Top of Data provided

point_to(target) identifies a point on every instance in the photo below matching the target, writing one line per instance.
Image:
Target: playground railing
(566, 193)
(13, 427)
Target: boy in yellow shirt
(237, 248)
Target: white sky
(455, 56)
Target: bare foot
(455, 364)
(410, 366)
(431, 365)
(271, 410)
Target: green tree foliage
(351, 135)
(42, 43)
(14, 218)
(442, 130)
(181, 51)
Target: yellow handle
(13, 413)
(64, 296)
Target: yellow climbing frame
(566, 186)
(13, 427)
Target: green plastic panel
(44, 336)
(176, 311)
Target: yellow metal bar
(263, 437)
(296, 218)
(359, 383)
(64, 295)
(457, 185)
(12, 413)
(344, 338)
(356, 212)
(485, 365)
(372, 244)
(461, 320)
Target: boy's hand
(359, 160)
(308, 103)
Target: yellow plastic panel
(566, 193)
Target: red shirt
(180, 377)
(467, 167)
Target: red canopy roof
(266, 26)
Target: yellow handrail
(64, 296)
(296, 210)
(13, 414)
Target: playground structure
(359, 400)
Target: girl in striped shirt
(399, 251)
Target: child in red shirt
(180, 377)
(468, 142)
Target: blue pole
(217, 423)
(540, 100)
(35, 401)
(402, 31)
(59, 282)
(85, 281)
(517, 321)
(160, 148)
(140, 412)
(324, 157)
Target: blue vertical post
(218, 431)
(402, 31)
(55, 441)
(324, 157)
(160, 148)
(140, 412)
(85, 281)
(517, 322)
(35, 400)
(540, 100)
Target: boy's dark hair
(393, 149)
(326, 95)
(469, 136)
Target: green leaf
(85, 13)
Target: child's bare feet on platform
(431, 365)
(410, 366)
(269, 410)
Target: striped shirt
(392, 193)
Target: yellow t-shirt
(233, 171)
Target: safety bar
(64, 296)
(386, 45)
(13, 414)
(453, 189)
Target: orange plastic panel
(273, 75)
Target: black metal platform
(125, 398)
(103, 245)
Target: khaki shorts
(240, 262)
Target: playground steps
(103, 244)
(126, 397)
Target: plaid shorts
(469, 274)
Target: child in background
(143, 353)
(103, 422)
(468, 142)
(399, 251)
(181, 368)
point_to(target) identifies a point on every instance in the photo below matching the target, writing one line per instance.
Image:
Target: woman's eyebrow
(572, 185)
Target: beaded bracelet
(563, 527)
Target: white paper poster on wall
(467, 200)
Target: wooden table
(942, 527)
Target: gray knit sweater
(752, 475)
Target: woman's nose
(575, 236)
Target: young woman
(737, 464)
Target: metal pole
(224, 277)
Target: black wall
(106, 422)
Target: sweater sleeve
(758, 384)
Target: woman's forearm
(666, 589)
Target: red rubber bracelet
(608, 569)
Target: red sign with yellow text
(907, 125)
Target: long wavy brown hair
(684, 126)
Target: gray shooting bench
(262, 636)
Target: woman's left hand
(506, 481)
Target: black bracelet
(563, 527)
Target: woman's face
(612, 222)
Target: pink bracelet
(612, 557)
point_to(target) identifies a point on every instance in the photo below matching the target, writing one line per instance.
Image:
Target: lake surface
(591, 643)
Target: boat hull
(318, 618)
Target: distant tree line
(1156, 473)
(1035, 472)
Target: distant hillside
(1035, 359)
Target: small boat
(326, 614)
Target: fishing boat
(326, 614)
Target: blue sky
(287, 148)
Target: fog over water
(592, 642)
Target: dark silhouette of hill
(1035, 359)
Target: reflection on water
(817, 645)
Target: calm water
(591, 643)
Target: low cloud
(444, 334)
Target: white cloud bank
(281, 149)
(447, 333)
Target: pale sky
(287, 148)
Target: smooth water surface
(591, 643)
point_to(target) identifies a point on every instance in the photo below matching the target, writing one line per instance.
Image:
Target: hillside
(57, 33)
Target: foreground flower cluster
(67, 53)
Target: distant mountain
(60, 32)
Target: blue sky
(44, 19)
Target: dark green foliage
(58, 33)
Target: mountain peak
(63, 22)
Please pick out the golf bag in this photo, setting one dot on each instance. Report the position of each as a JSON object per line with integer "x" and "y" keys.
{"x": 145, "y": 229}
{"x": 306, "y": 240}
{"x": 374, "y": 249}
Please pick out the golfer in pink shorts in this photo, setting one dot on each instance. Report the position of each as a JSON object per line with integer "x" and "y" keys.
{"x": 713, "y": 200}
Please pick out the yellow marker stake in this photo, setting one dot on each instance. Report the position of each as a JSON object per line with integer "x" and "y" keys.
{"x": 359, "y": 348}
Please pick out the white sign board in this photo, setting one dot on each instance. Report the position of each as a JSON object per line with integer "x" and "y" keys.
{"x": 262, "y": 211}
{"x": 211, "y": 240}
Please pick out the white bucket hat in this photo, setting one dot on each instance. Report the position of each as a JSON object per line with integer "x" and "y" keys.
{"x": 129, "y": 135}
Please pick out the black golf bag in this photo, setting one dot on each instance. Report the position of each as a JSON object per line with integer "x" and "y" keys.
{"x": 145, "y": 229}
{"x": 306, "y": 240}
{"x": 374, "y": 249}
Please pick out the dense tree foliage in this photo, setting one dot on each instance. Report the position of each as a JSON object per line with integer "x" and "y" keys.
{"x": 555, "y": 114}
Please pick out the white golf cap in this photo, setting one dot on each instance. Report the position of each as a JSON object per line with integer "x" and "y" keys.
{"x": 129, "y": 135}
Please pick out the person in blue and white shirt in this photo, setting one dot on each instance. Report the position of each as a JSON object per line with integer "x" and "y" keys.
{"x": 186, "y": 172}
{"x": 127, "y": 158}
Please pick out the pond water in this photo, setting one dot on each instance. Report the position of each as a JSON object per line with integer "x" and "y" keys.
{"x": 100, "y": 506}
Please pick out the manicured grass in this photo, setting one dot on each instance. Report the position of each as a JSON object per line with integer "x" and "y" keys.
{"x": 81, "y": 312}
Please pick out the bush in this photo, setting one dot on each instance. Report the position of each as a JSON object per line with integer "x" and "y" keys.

Bottom of Data provided

** Work to be completed **
Give the material again, complete and unaltered.

** Exercise solution **
point_to(target) identifies a point on every instance in the photo below matching the target, writing one line per instance.
Image:
Target: playground railing
(566, 193)
(13, 427)
Target: boy in yellow shirt
(237, 248)
Target: white sky
(455, 56)
Target: bare foot
(455, 364)
(410, 366)
(431, 365)
(271, 410)
Target: green tree foliage
(351, 135)
(42, 43)
(14, 218)
(442, 130)
(181, 51)
Target: yellow handle
(13, 413)
(64, 296)
Target: yellow climbing frame
(566, 186)
(13, 427)
Target: green plastic panel
(44, 336)
(176, 311)
Target: yellow metal bar
(263, 437)
(296, 218)
(359, 383)
(64, 295)
(457, 185)
(12, 413)
(344, 338)
(356, 212)
(485, 365)
(372, 244)
(461, 320)
Target: boy's hand
(359, 160)
(308, 103)
Target: yellow plastic panel
(566, 193)
Target: red shirt
(180, 377)
(467, 167)
Target: red canopy roof
(266, 26)
Target: yellow handrail
(64, 296)
(296, 210)
(13, 414)
Target: playground structure
(359, 400)
Target: girl in striped shirt
(399, 251)
Target: child in red shirt
(180, 377)
(468, 142)
Target: blue pole
(217, 423)
(540, 100)
(35, 401)
(402, 31)
(59, 282)
(85, 281)
(517, 321)
(160, 148)
(140, 412)
(324, 157)
Target: blue vertical post
(218, 431)
(402, 31)
(55, 441)
(324, 157)
(160, 148)
(140, 412)
(85, 281)
(517, 322)
(35, 400)
(540, 100)
Target: boy's dark hair
(393, 149)
(326, 95)
(469, 136)
Target: green leaf
(85, 13)
Target: child's bare feet on platform
(431, 365)
(410, 366)
(269, 410)
Target: striped shirt
(392, 193)
Target: yellow t-shirt
(233, 171)
Target: safety bar
(64, 296)
(386, 45)
(13, 414)
(453, 189)
Target: orange plastic panel
(273, 75)
Target: black metal platform
(125, 398)
(103, 245)
Target: khaki shorts
(240, 262)
Target: playground steps
(103, 244)
(126, 397)
Target: plaid shorts
(469, 274)
Target: child in background
(143, 353)
(103, 422)
(468, 142)
(399, 251)
(181, 368)
point_to(target) identifies a point on every instance in the photo below matching the target, writing one line per instance.
Image:
Target: woman's eyebrow
(572, 185)
Target: beaded bracelet
(563, 527)
Target: white paper poster on wall
(467, 200)
Target: wooden table
(942, 527)
Target: gray knit sweater
(752, 475)
Target: woman's nose
(575, 236)
Target: young woman
(737, 464)
Target: metal pole
(224, 277)
Target: black wall
(106, 422)
Target: sweater sleeve
(758, 384)
Target: woman's forearm
(666, 589)
Target: red rubber bracelet
(608, 569)
Target: red sign with yellow text
(907, 125)
Target: long wavy brown hair
(684, 126)
Target: gray shooting bench
(262, 636)
Target: woman's left hand
(506, 481)
Target: black bracelet
(563, 527)
Target: woman's face
(612, 222)
Target: pink bracelet
(612, 557)
point_to(target) identifies a point on every instance in the photo below matching the target, writing one line per instance.
Image:
Target: lake surface
(591, 643)
Target: boat hull
(318, 618)
Target: distant tree line
(1156, 473)
(1035, 472)
Target: distant hillside
(1035, 359)
Target: small boat
(326, 614)
Target: fishing boat
(326, 614)
Target: blue sky
(287, 148)
Target: fog over water
(592, 642)
Target: dark silhouette of hill
(1035, 359)
Target: reflection on water
(817, 645)
Target: calm water
(591, 643)
Target: low cloud
(444, 334)
Target: white cloud bank
(281, 149)
(447, 333)
Target: pale sky
(287, 148)
Target: smooth water surface
(591, 643)
point_to(target) identifies a point on every instance in the photo below matching the target, writing one line per instance.
Image:
Target: hillside
(57, 33)
Target: foreground flower cluster
(67, 53)
Target: distant mountain
(60, 32)
Target: blue sky
(44, 19)
Target: dark green foliage
(58, 33)
Target: mountain peak
(63, 22)
Please pick out the golf bag in this photo, setting one dot on each instance. Report the position of each as a JSON object per line with integer "x" and "y" keys.
{"x": 145, "y": 229}
{"x": 306, "y": 240}
{"x": 374, "y": 249}
Please pick out the golfer in pink shorts in this photo, setting one dot on each instance. Report the position of each as a JSON object per line with integer "x" and "y" keys.
{"x": 713, "y": 200}
Please pick out the yellow marker stake in this photo, setting one dot on each instance. Report the position of each as a JSON object per line with integer "x" and "y" keys.
{"x": 359, "y": 348}
Please pick out the white sign board in this photo, setting one dot on each instance. Report the position of each as a JSON object per line with integer "x" and "y" keys.
{"x": 262, "y": 211}
{"x": 211, "y": 240}
Please pick out the white bucket hat in this photo, setting one dot on each instance. Report the position of each as a JSON object per line with integer "x" and "y" keys.
{"x": 129, "y": 135}
Please pick out the black golf bag in this photo, setting one dot on each instance. Report the position of each as a JSON object per line with integer "x" and "y" keys.
{"x": 145, "y": 229}
{"x": 306, "y": 240}
{"x": 374, "y": 249}
Please pick out the dense tree foliage in this photo, setting one dot on each instance. Report the position of each as a JSON object per line with integer "x" and "y" keys.
{"x": 555, "y": 114}
Please pick out the white golf cap in this photo, setting one dot on each instance. Report the position of each as a JSON object per line with integer "x" and "y" keys.
{"x": 129, "y": 135}
Please pick out the person in blue and white shirt in this photo, setting one dot on each instance. Report the position of each as a JSON object per line with integer "x" and "y" keys.
{"x": 186, "y": 172}
{"x": 127, "y": 158}
Please pick out the pond water in this photo, setting one dot on each instance. Report the position of each as a JSON object per line with integer "x" and "y" keys.
{"x": 100, "y": 506}
Please pick out the manicured grass in this photo, setting one dot on each instance. Report the position of each as a JSON object per line with integer "x" and "y" keys.
{"x": 81, "y": 312}
Please pick out the bush in this photo, setting one dot on each instance. Report the position of each as a JSON object per line with integer "x" and "y" keys.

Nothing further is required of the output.